* Given request *
Write out every line of the material below as a numbered list, leaving out blank lines and the pictures.

Some records:
>> BEGIN

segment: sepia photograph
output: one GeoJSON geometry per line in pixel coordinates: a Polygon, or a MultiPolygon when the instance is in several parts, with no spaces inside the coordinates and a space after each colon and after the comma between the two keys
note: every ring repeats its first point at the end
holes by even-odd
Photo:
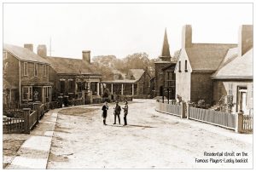
{"type": "Polygon", "coordinates": [[[253,169],[253,3],[3,2],[3,169],[253,169]]]}

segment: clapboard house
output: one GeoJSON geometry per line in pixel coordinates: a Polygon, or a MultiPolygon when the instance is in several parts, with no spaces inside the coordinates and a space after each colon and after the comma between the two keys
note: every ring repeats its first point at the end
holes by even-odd
{"type": "Polygon", "coordinates": [[[238,33],[238,45],[230,49],[216,72],[213,81],[213,101],[218,104],[229,100],[231,112],[253,114],[253,26],[241,26],[238,33]]]}
{"type": "Polygon", "coordinates": [[[90,51],[83,51],[81,59],[47,56],[45,45],[38,45],[38,54],[49,66],[49,81],[54,83],[53,98],[68,96],[79,99],[83,90],[92,97],[101,94],[101,74],[90,64],[90,51]]]}
{"type": "Polygon", "coordinates": [[[32,44],[3,44],[3,103],[51,101],[49,63],[33,53],[32,44]]]}
{"type": "Polygon", "coordinates": [[[213,81],[211,76],[224,59],[231,43],[192,43],[192,27],[183,28],[182,49],[176,65],[176,96],[183,100],[198,102],[204,100],[213,104],[213,81]]]}

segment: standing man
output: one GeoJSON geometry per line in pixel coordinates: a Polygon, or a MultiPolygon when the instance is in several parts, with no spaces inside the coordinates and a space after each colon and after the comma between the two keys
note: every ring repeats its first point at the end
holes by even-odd
{"type": "Polygon", "coordinates": [[[125,121],[125,125],[127,125],[127,119],[126,119],[126,116],[128,115],[128,101],[127,100],[125,100],[125,107],[123,107],[124,109],[124,121],[125,121]]]}
{"type": "Polygon", "coordinates": [[[113,115],[114,115],[114,123],[113,124],[116,124],[116,116],[119,118],[119,123],[120,123],[120,112],[121,112],[121,106],[119,105],[119,101],[115,101],[115,107],[113,107],[113,115]]]}
{"type": "Polygon", "coordinates": [[[102,110],[103,124],[107,125],[107,123],[106,123],[106,118],[107,118],[108,110],[108,102],[107,101],[105,101],[105,104],[103,105],[102,110]]]}

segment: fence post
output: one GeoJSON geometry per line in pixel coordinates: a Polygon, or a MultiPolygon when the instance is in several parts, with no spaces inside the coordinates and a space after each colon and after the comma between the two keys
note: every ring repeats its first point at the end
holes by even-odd
{"type": "Polygon", "coordinates": [[[189,107],[191,107],[192,106],[192,103],[190,103],[190,102],[188,102],[187,103],[187,119],[189,119],[189,107]]]}
{"type": "Polygon", "coordinates": [[[185,118],[186,115],[185,115],[185,102],[180,102],[180,106],[181,106],[181,111],[180,111],[180,118],[185,118]]]}
{"type": "Polygon", "coordinates": [[[30,121],[29,115],[31,108],[23,108],[24,118],[25,118],[25,134],[30,134],[30,121]]]}
{"type": "Polygon", "coordinates": [[[243,129],[243,116],[241,112],[236,113],[236,132],[241,133],[243,129]]]}
{"type": "Polygon", "coordinates": [[[33,103],[33,108],[34,111],[37,112],[37,123],[39,123],[39,118],[40,118],[40,101],[36,101],[33,103]]]}

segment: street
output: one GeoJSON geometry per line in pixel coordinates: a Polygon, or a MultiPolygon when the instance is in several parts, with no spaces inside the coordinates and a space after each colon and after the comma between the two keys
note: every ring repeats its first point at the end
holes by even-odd
{"type": "Polygon", "coordinates": [[[253,167],[253,135],[157,112],[154,100],[129,102],[128,126],[123,126],[123,111],[121,125],[113,124],[113,104],[104,126],[101,108],[91,105],[59,111],[47,169],[253,167]],[[236,157],[242,152],[247,155],[236,157]],[[226,161],[218,162],[220,157],[212,152],[230,153],[221,157],[226,161]],[[236,158],[247,158],[247,163],[227,160],[236,158]]]}

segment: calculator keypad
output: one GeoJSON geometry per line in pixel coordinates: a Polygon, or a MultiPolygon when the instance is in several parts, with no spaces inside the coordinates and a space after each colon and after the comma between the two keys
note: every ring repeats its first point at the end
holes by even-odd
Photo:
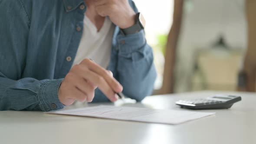
{"type": "Polygon", "coordinates": [[[209,104],[214,104],[223,103],[222,101],[211,100],[206,99],[197,99],[195,100],[184,100],[180,101],[181,102],[184,103],[194,104],[196,105],[209,105],[209,104]]]}

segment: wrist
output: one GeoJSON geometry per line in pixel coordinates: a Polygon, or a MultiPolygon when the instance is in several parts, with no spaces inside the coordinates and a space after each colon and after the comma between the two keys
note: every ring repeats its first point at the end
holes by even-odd
{"type": "Polygon", "coordinates": [[[124,24],[122,26],[118,26],[120,29],[126,29],[132,26],[136,23],[136,13],[133,11],[130,13],[128,16],[125,17],[124,24]]]}

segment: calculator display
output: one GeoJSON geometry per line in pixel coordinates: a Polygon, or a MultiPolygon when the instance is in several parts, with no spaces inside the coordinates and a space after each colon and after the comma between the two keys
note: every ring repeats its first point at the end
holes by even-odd
{"type": "Polygon", "coordinates": [[[213,98],[220,98],[220,99],[230,99],[232,98],[224,98],[224,97],[212,97],[213,98]]]}

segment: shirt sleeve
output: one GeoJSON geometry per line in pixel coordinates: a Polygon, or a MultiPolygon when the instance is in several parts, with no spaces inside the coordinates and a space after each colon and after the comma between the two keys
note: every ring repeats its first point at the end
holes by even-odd
{"type": "Polygon", "coordinates": [[[156,72],[152,48],[147,43],[144,30],[117,37],[118,79],[127,96],[141,101],[152,93],[156,72]]]}
{"type": "Polygon", "coordinates": [[[15,81],[1,75],[0,110],[47,111],[64,108],[58,98],[62,79],[38,81],[26,78],[15,81]]]}
{"type": "Polygon", "coordinates": [[[22,79],[30,18],[22,1],[0,2],[0,111],[62,108],[58,98],[62,79],[22,79]]]}

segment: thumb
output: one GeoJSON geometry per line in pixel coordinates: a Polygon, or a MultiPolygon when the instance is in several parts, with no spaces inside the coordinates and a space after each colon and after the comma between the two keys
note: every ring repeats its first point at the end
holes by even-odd
{"type": "Polygon", "coordinates": [[[109,70],[108,70],[108,75],[112,77],[113,77],[113,72],[109,70]]]}

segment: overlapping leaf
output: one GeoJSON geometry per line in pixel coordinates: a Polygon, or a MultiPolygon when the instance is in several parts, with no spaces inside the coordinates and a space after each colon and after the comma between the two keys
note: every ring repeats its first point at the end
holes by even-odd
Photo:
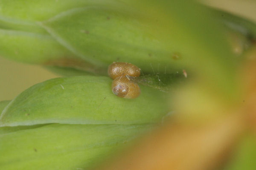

>> END

* Solution for this exercise *
1. segment: sepia photograph
2. output: one GeoJSON geometry per line in pixel coordinates: a Polygon, or a MultiPolygon when the instance is in several parts, with no spaces inside the coordinates and a space after each colon and after the comma between the two keys
3. note: every ring repeats its first point at the end
4. holes by even-odd
5. Photo:
6. {"type": "Polygon", "coordinates": [[[253,169],[253,3],[3,2],[3,169],[253,169]]]}
7. segment: clapboard house
8. output: one GeoJSON geometry per line in pixel coordinates: a Polygon, or a MultiPolygon when the instance is in several parts, with no spaces inside the coordinates and a space after each colon and after the comma between the two keys
9. note: every ring repeats its first point at the end
10. holes by even-odd
11. {"type": "Polygon", "coordinates": [[[238,33],[238,45],[230,49],[216,72],[213,81],[213,101],[218,104],[229,100],[231,112],[253,114],[253,26],[241,26],[238,33]]]}
12. {"type": "Polygon", "coordinates": [[[90,51],[83,51],[81,59],[47,56],[45,45],[38,45],[38,54],[49,66],[49,81],[54,83],[53,98],[68,96],[79,99],[83,90],[92,97],[101,94],[101,74],[90,64],[90,51]]]}
13. {"type": "Polygon", "coordinates": [[[32,44],[3,44],[3,103],[51,101],[49,63],[33,53],[32,44]]]}
14. {"type": "Polygon", "coordinates": [[[213,81],[211,76],[224,59],[231,43],[192,43],[192,27],[183,28],[182,49],[176,65],[176,96],[183,100],[198,102],[204,100],[213,104],[213,81]]]}
15. segment: standing man
16. output: one GeoJSON geometry per line in pixel coordinates: a Polygon, or a MultiPolygon when the instance is in several parts, with no spaces inside the coordinates and a space after each colon and after the comma between the two keys
17. note: every ring repeats its first point at the end
18. holes by even-odd
19. {"type": "Polygon", "coordinates": [[[125,121],[125,125],[127,125],[127,119],[126,119],[126,116],[128,115],[128,101],[127,100],[125,100],[125,107],[123,107],[124,109],[124,121],[125,121]]]}
20. {"type": "Polygon", "coordinates": [[[113,115],[114,115],[114,123],[113,124],[116,124],[116,116],[119,118],[119,123],[120,123],[120,112],[121,112],[121,106],[119,105],[119,101],[115,101],[115,107],[113,107],[113,115]]]}
21. {"type": "Polygon", "coordinates": [[[102,110],[103,124],[107,125],[107,123],[106,123],[106,118],[107,118],[108,110],[108,102],[107,101],[105,101],[105,104],[103,105],[102,110]]]}
22. segment: fence post
23. output: one GeoJSON geometry per line in pixel coordinates: a Polygon, or a MultiPolygon when the instance is in several parts, with no spaces inside the coordinates and a space after each colon and after the comma between the two keys
24. note: every ring repeats its first point at the end
25. holes by even-odd
26. {"type": "Polygon", "coordinates": [[[189,107],[191,107],[192,106],[192,103],[190,103],[190,102],[188,102],[187,103],[187,119],[189,119],[189,107]]]}
27. {"type": "Polygon", "coordinates": [[[185,118],[186,115],[185,115],[185,102],[180,102],[180,106],[181,106],[181,111],[180,111],[180,118],[185,118]]]}
28. {"type": "Polygon", "coordinates": [[[30,121],[29,115],[31,108],[23,108],[24,118],[25,118],[25,134],[30,134],[30,121]]]}
29. {"type": "Polygon", "coordinates": [[[243,129],[243,116],[241,112],[236,113],[236,132],[241,133],[243,129]]]}
30. {"type": "Polygon", "coordinates": [[[33,103],[33,108],[34,111],[37,112],[37,123],[39,123],[39,118],[40,118],[40,101],[36,101],[33,103]]]}
31. segment: street
32. output: one GeoJSON geometry per line in pixel coordinates: a Polygon, or a MultiPolygon when the instance is in several parts, with no spaces inside the coordinates and a space after each colon and after the comma between the two keys
33. note: every ring repeats its first point at the end
34. holes by even-odd
35. {"type": "Polygon", "coordinates": [[[253,167],[253,135],[157,112],[154,100],[129,102],[128,126],[123,126],[123,111],[121,125],[113,124],[113,104],[104,126],[101,108],[91,105],[59,111],[47,169],[253,167]],[[236,157],[242,152],[247,155],[236,157]],[[226,161],[218,162],[220,157],[212,152],[230,153],[221,157],[226,161]],[[236,158],[247,158],[247,163],[227,160],[236,158]]]}
36. segment: calculator keypad
37. output: one GeoJSON geometry per line in pixel coordinates: a Polygon, or a MultiPolygon when the instance is in several parts, with no spaces inside the coordinates and a space after each colon and after the comma between the two keys
38. note: every ring repeats its first point at the end
39. holes by even-odd
40. Photo:
41. {"type": "Polygon", "coordinates": [[[209,104],[214,104],[223,103],[222,101],[211,100],[206,99],[197,99],[195,100],[184,100],[180,101],[181,102],[184,103],[194,104],[196,105],[209,105],[209,104]]]}
42. segment: wrist
43. output: one GeoJSON geometry per line in pixel coordinates: a Polygon, or a MultiPolygon when the instance is in several parts, with no spaces inside the coordinates and a space after each colon and after the comma between the two keys
44. note: every ring repeats its first point at the end
45. holes by even-odd
46. {"type": "Polygon", "coordinates": [[[124,24],[122,26],[118,26],[120,29],[126,29],[132,26],[136,23],[136,13],[133,11],[130,13],[128,16],[125,17],[124,24]]]}
47. segment: calculator display
48. output: one GeoJSON geometry per line in pixel coordinates: a Polygon, or a MultiPolygon when the instance is in several parts, with no spaces inside the coordinates and a space after each colon and after the comma between the two keys
49. note: every ring repeats its first point at the end
50. holes by even-odd
51. {"type": "Polygon", "coordinates": [[[213,98],[220,98],[220,99],[230,99],[232,98],[224,98],[224,97],[212,97],[213,98]]]}
52. segment: shirt sleeve
53. output: one GeoJSON geometry per line in pixel coordinates: a Polygon, or a MultiPolygon when the instance is in several parts, with no spaces inside the coordinates and a space after each colon and after the comma between the two keys
54. note: every ring repeats its first point at the end
55. holes by even-odd
56. {"type": "Polygon", "coordinates": [[[156,72],[152,48],[147,43],[144,30],[117,37],[118,79],[127,96],[141,101],[152,93],[156,72]]]}
57. {"type": "Polygon", "coordinates": [[[15,81],[1,75],[0,110],[47,111],[64,108],[58,98],[62,79],[38,81],[26,78],[15,81]]]}
58. {"type": "Polygon", "coordinates": [[[22,79],[30,18],[22,1],[0,2],[0,111],[62,108],[58,98],[62,79],[22,79]]]}
59. segment: thumb
60. output: one GeoJSON geometry per line in pixel coordinates: a Polygon, or a MultiPolygon when the instance is in several parts, with no spaces inside the coordinates and a space after each colon and after the comma between the two keys
61. note: every ring repeats its first point at the end
62. holes by even-odd
63. {"type": "Polygon", "coordinates": [[[109,70],[108,70],[108,75],[112,77],[113,77],[113,72],[109,70]]]}
64. segment: overlapping leaf
65. output: one GeoJSON geometry per line in pixel coordinates: a Polygon, or a MultiPolygon when the instance is in several parts, with no spaces inside the coordinates and a space after each colon and after the comma between the two keys
66. note: every ring repeats its first point at the end
67. holes by even-odd
68. Photo:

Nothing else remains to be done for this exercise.